Report every line of the material below that contains the string "surface", copying each line in full. Match case exactly.

-- Excerpts of location labeling data --
==============================

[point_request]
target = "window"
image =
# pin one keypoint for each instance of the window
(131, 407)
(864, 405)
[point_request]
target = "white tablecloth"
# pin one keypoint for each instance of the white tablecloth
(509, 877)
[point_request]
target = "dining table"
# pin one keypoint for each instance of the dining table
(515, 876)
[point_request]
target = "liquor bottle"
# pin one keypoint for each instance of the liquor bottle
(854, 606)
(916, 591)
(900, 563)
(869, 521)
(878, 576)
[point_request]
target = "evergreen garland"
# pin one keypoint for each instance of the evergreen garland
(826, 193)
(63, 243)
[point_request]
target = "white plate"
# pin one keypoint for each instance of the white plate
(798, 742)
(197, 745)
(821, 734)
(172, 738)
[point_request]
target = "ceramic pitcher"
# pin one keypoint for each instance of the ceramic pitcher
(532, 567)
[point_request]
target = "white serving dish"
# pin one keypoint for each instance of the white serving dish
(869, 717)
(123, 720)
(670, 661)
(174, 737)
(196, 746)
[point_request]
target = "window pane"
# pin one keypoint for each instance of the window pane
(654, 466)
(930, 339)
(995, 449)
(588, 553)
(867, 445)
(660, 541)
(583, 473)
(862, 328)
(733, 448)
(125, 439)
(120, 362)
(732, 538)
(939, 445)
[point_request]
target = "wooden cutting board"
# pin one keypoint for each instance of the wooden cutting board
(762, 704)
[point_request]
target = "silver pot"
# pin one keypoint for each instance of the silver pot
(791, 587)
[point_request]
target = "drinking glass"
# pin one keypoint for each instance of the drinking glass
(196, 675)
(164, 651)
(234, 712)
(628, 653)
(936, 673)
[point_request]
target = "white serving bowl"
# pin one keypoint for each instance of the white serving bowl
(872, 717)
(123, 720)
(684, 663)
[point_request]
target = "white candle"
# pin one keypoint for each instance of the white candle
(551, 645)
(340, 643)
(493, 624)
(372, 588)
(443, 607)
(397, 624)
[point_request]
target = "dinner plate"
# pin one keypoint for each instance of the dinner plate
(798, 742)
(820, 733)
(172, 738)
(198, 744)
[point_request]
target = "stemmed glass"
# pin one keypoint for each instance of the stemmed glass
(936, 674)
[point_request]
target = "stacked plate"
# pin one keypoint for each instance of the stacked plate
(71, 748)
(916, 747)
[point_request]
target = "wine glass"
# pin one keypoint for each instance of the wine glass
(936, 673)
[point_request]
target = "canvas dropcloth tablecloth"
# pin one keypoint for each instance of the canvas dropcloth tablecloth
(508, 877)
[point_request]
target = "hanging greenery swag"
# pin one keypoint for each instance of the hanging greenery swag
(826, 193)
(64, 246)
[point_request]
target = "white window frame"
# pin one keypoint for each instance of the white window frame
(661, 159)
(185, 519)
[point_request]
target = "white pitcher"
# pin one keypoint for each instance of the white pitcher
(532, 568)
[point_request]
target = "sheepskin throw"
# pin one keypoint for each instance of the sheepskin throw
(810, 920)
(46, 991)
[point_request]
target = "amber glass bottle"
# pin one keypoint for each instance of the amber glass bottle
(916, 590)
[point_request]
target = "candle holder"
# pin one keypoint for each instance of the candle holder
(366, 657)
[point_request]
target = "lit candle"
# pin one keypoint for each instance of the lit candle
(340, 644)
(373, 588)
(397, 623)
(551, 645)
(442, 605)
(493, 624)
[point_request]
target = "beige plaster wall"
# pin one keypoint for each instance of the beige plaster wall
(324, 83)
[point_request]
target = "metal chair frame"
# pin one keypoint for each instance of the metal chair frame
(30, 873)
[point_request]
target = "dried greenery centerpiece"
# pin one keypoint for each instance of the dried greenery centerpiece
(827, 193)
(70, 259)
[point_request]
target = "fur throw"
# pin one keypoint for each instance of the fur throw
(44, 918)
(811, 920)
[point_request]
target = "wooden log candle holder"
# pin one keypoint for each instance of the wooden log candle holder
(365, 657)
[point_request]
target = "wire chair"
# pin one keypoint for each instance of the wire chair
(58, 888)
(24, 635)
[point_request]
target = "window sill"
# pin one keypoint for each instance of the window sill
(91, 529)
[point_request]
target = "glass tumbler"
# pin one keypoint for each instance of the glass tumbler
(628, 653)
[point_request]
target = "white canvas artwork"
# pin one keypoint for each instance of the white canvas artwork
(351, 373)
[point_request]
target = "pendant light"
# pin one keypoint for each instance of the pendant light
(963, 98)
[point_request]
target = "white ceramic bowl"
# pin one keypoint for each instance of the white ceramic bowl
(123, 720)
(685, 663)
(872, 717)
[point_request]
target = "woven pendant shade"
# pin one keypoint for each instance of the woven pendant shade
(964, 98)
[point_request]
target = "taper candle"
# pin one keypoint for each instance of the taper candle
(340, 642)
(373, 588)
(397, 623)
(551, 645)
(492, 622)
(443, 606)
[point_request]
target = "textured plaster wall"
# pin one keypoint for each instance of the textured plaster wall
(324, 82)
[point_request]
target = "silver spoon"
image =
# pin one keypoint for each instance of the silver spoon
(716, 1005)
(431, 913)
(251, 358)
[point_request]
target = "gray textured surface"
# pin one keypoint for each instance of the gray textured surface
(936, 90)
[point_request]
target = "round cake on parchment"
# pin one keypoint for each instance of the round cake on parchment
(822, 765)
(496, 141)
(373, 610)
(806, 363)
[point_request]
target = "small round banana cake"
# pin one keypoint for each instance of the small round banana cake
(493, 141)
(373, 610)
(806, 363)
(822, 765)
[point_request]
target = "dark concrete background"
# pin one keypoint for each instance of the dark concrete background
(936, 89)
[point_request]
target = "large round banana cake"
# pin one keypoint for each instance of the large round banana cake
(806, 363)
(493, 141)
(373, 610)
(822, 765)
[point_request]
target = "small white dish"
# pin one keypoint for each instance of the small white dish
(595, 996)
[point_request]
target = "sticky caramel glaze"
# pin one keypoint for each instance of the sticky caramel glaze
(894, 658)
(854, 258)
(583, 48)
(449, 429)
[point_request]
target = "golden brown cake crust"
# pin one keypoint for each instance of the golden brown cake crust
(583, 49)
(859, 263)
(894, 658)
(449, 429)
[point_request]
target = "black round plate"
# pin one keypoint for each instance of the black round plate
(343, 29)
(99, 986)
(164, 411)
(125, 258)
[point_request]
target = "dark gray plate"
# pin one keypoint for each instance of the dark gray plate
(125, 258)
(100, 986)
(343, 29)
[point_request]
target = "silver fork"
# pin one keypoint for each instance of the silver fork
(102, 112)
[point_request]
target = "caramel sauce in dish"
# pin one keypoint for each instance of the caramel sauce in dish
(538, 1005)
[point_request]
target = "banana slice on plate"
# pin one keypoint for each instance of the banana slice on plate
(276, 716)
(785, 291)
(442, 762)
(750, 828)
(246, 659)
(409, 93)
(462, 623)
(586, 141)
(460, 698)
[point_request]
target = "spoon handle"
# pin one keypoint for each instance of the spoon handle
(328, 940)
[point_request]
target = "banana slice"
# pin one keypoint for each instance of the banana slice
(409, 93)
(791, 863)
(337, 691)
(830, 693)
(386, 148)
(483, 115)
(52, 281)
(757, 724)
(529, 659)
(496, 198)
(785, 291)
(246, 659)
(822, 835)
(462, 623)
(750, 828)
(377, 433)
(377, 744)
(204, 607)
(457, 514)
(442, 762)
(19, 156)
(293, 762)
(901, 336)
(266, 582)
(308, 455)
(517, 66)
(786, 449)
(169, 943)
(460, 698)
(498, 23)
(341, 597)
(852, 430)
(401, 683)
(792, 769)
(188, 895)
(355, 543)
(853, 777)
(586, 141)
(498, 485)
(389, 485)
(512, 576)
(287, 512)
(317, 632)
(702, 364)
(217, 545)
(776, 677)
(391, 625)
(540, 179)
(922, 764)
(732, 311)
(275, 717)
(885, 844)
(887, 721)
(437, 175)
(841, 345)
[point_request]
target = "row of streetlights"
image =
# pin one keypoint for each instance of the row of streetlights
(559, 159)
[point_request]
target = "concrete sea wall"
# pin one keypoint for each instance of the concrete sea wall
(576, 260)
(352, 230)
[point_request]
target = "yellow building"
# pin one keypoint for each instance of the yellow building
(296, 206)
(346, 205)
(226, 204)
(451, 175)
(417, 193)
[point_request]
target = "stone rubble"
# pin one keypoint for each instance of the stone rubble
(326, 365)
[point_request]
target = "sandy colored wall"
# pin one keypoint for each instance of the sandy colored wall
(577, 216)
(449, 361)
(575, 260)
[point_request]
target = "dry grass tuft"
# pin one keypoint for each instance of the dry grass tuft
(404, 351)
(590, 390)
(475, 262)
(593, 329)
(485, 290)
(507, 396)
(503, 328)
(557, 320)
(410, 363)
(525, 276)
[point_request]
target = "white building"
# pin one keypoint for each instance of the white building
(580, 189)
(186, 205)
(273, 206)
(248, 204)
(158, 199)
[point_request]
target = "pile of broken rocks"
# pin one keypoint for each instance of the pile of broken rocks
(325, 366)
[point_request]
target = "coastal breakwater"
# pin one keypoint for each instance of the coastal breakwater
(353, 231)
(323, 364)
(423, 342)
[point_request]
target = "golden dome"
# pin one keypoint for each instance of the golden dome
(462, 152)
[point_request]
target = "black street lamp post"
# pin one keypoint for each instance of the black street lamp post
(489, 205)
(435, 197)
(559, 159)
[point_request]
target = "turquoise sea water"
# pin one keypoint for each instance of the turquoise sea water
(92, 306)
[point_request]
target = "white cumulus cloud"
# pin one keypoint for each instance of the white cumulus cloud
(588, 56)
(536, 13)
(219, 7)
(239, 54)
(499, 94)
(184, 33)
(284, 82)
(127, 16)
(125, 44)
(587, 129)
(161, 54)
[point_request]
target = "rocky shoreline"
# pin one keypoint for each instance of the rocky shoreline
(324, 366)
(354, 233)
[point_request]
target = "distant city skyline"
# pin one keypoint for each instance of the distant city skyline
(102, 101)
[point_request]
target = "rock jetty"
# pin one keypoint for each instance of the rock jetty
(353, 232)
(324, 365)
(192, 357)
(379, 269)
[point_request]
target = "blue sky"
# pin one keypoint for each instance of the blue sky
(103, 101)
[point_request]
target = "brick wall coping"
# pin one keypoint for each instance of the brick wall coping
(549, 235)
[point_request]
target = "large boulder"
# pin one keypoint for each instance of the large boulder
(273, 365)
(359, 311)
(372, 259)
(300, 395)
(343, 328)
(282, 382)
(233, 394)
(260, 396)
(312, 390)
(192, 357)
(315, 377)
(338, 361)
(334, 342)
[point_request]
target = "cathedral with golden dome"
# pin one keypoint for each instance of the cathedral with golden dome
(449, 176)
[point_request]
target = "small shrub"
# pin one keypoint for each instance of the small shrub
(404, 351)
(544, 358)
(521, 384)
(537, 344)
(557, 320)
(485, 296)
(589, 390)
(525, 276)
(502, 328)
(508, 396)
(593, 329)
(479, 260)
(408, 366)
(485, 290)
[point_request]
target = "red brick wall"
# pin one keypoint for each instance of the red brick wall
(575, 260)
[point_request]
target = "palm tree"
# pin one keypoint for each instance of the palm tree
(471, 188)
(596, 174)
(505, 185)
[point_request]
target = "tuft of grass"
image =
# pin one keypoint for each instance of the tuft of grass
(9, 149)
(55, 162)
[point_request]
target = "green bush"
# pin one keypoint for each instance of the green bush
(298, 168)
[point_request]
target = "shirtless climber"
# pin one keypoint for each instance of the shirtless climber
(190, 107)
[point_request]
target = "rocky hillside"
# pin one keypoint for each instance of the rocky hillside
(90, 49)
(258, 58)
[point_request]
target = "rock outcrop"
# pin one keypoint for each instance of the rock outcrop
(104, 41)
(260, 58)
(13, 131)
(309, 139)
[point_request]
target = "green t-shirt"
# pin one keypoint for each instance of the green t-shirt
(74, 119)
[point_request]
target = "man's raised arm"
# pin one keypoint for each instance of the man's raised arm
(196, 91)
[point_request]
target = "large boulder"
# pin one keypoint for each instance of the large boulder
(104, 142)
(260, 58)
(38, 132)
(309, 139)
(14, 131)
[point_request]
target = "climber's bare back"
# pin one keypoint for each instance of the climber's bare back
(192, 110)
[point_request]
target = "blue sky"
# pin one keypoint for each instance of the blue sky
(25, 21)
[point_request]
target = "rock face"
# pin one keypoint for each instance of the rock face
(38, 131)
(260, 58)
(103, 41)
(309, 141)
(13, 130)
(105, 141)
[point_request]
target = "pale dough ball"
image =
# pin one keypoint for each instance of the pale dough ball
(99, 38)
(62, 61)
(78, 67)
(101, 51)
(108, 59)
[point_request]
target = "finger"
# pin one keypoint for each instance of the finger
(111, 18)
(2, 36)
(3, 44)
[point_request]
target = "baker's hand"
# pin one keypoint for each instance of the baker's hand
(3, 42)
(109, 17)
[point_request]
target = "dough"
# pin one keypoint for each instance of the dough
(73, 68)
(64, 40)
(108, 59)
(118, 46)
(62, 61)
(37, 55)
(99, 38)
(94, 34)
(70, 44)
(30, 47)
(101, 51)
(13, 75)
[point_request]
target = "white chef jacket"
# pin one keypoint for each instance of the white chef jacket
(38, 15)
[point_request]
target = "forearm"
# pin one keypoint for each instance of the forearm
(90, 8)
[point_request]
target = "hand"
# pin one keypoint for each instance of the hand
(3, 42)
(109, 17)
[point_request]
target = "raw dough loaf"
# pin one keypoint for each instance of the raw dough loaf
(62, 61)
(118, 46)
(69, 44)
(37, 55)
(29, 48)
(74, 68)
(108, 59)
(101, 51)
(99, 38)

==============================

-- Exercise response --
target = "gray textured surface"
# pin one keypoint for each instance of the gray textured surface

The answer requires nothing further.